(Problem details) Set out the stretch of the records below, from their first line through the line containing "Segment each instance of the wildflower", as a numbered list without blank lines.
-- start Record set --
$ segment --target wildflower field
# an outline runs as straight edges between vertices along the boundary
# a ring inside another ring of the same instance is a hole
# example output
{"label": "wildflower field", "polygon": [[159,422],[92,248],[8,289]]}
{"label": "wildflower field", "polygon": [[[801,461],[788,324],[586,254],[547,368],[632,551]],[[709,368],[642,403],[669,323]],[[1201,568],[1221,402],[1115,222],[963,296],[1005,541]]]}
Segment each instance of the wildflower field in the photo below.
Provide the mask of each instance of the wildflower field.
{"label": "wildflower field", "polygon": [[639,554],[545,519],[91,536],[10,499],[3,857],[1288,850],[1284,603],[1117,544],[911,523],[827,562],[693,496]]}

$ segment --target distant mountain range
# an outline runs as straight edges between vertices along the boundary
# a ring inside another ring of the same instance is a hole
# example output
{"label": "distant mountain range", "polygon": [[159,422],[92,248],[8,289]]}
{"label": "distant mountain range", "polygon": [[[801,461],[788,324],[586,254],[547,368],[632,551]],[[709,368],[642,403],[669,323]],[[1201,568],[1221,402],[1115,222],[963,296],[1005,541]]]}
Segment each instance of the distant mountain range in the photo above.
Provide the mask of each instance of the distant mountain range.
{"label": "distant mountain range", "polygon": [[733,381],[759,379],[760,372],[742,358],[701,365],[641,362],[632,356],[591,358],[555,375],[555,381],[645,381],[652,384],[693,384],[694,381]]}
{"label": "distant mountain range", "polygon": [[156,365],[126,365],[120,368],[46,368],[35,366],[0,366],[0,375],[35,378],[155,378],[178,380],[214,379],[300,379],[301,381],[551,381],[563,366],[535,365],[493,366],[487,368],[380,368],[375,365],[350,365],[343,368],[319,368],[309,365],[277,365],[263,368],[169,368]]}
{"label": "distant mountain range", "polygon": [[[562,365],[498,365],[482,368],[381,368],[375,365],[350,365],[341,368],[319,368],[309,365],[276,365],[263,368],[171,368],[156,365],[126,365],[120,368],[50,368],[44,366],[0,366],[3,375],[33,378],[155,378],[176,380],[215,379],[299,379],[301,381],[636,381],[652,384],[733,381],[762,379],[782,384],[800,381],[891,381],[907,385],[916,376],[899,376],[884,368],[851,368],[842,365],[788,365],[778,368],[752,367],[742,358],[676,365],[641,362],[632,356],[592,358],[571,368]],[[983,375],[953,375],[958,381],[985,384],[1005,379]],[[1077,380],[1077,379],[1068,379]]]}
-- end Record set --
(Exercise solution)
1. $ segment --target wildflower field
2. # an outline runs as straight edges between vertices along the boundary
3. # a ring inside another ring of the same instance is a hole
4. # example output
5. {"label": "wildflower field", "polygon": [[159,422],[92,248],[8,289]]}
6. {"label": "wildflower field", "polygon": [[[801,461],[788,324],[586,254],[547,368],[632,551]],[[709,368],[642,403],[669,323]],[[1201,568],[1221,402],[1115,222],[963,296],[1005,541]]]}
7. Segment each instance of the wildflower field in the photo below.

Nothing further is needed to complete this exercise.